(Photo object pointing rows)
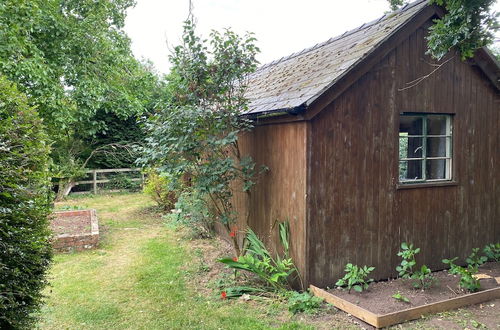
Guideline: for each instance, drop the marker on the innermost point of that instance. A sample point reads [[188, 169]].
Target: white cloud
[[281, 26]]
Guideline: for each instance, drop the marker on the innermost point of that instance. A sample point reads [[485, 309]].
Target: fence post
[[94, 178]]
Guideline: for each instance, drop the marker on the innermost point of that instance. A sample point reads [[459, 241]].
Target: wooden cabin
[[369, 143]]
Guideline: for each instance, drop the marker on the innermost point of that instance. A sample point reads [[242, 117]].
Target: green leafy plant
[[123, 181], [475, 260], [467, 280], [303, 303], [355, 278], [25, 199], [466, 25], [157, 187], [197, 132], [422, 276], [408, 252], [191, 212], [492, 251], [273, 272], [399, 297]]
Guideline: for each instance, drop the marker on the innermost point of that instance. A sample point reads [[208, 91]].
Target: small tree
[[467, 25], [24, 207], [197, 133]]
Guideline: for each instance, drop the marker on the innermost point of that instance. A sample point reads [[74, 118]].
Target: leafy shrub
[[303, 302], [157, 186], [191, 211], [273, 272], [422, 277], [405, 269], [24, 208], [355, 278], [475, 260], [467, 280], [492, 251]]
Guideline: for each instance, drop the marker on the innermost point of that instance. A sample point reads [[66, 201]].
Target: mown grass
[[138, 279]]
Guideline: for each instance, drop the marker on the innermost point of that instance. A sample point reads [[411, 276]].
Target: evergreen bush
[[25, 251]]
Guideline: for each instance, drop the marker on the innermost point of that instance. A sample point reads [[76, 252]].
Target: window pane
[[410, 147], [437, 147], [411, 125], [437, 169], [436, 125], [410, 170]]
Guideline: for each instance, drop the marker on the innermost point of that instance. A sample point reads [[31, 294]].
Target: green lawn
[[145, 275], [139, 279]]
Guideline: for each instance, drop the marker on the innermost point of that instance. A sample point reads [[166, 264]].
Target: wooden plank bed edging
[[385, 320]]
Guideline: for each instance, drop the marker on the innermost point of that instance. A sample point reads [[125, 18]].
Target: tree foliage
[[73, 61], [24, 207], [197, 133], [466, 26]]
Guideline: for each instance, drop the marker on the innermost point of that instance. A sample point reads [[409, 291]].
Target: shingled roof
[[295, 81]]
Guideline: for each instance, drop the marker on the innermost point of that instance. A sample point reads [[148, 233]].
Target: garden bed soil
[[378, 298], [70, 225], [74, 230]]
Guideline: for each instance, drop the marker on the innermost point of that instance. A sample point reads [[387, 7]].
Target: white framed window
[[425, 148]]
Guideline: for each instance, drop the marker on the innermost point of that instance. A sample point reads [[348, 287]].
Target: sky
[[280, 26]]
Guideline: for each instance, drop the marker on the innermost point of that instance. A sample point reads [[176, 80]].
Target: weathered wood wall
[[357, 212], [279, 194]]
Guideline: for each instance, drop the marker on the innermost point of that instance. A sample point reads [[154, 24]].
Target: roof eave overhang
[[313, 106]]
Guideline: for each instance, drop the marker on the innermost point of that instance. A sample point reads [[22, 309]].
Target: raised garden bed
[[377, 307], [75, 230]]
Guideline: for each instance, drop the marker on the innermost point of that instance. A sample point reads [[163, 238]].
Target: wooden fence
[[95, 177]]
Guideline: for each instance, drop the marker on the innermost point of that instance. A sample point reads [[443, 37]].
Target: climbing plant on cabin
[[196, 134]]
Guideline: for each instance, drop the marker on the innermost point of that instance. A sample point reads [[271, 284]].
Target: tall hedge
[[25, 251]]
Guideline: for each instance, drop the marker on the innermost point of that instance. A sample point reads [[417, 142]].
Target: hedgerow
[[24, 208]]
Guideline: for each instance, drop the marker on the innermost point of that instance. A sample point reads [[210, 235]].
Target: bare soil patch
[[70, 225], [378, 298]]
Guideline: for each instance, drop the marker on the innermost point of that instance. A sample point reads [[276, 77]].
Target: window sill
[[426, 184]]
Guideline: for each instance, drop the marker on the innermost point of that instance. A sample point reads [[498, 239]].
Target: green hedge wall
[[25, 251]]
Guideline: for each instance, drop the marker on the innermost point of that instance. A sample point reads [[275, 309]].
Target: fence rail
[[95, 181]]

REQUIRED WORK:
Rewrite all the rows above as a two-column CSV with columns named "prompt" and "points", one line per request, giving its text and its answer each in a single quoted field with line breaks replaced by spaces. Leave the pictures out.

WRITTEN ANSWER:
prompt,points
"Guideline: for each instance, drop the marker on the innermost point of that instance. A sample point reads [[188, 169]]. Target: white cloud","[[281, 26]]"
"Guideline: for each instance, drop the marker on the innermost point of that instance. A sample point reads [[485, 309]]. Target: fence post","[[94, 178]]"
"Guideline: for each instance, drop the marker on the innermost point of that instance. A sample point reads [[459, 241]]. Target: wooden cabin","[[369, 143]]"
"Guideline: for each instance, drop the marker on the innermost point of that instance. A sample point reads [[242, 117]]. Target: green leafy plant","[[123, 181], [475, 260], [467, 280], [303, 303], [355, 278], [25, 199], [466, 25], [157, 187], [197, 132], [422, 276], [408, 252], [191, 212], [492, 251], [273, 272], [399, 297]]"
"Guideline: for each instance, drop the marker on the innermost point of that instance. A sample point reads [[208, 91]]. Target: small tree","[[467, 25], [24, 207], [197, 133]]"
"Guideline: for each instance, drop the marker on the innermost point of that instance. A sample point reads [[74, 118]]. Target: leafy shrub","[[303, 302], [157, 186], [191, 211], [273, 272], [422, 277], [405, 269], [24, 208], [355, 278], [475, 260], [467, 280], [492, 251]]"
"Guideline: for each instance, drop the marker on the innermost point of that instance. A sample point reads [[66, 201]]. Target: mown grass","[[138, 279]]"
"Guideline: for each instance, drop the marker on the innermost point of that instance. A sample point reads [[411, 276]]. Target: evergreen bush","[[25, 251]]"
"Guideline: for each instance, drop the marker on the innermost point of that instance. A sample point reads [[76, 252]]. Target: window pane","[[410, 147], [437, 147], [411, 125], [437, 169], [436, 125], [410, 170]]"
"Guideline: for each instance, drop the marker on the innermost point of that instance. A sample point reads [[31, 294]]. Target: green lawn","[[145, 275], [139, 279]]"
"Guideline: for each instance, drop the marker on the innermost point of that instance. A sample point reads [[166, 264]]. Target: wooden plank bed edging","[[385, 320]]"
"Guideline: for each instance, drop the marker on the innermost point of that instance. A sample point reads [[125, 18]]. Target: tree foliage","[[73, 61], [24, 207], [197, 133], [466, 26]]"
"Guideline: for each instance, drop the marker on the innermost point of that instance. A sample point reads [[409, 291]]. Target: shingled roof","[[295, 81]]"
"Guideline: for each instance, drop the marker on the innermost point of that instance. A sample point reads [[148, 233]]. Target: garden bed soil","[[378, 298], [70, 225], [74, 230]]"
"Guideline: for each instance, drop the marker on the innermost point of that instance. A sample point reads [[387, 7]]. Target: white framed window","[[425, 148]]"
"Guideline: for each instance, drop the marker on the innermost point of that instance. A sample point reads [[348, 287]]. Target: sky","[[280, 26]]"
"Guideline: for each instance, drop the marker on the innermost point of that instance. A sample point reads [[176, 80]]. Target: weathered wood wall","[[357, 212], [279, 194]]"
"Guideline: for each instance, drop the marker on the innermost point of that instance. A sample point reads [[154, 24]]. Target: roof eave overhang","[[313, 106]]"
"Guideline: for each instance, drop the marker on the innermost point of that instance. A sample point reads [[22, 309]]. Target: raised garden bed","[[377, 307], [75, 230]]"
"Guideline: for each instance, drop the marker on the innermost point of that instance. A sample point reads [[163, 238]]. Target: wooden fence","[[95, 177]]"
"Guideline: for each instance, drop the marker on the innermost point of that instance. A sample point reads [[443, 37]]. Target: climbing plant on cabin","[[196, 134]]"
"Guideline: for each instance, drop the marker on the innermost point of that instance. A sample point reads [[271, 284]]. Target: tall hedge","[[25, 251]]"
"Guideline: for each instance, drop the marker on the innermost point of that instance. A sample point reads [[417, 142]]. Target: hedgerow","[[24, 208]]"
"Guideline: for each instance, drop the marker on the innermost point of that instance. A sample point reads [[210, 235]]. Target: bare soil patch","[[70, 225], [378, 298]]"
"Guideline: for each instance, drop the marker on the innermost point of that instance. A sample point reads [[276, 77]]. Target: window sill","[[426, 184]]"
"Guideline: for each instance, drop the marker on the innermost point of that instance. A sample point reads [[498, 239]]. Target: green hedge wall","[[25, 251]]"
"Guideline: for each instance, drop the marker on the innermost point of that instance. A sample point reads [[275, 309]]. Target: fence rail","[[95, 181]]"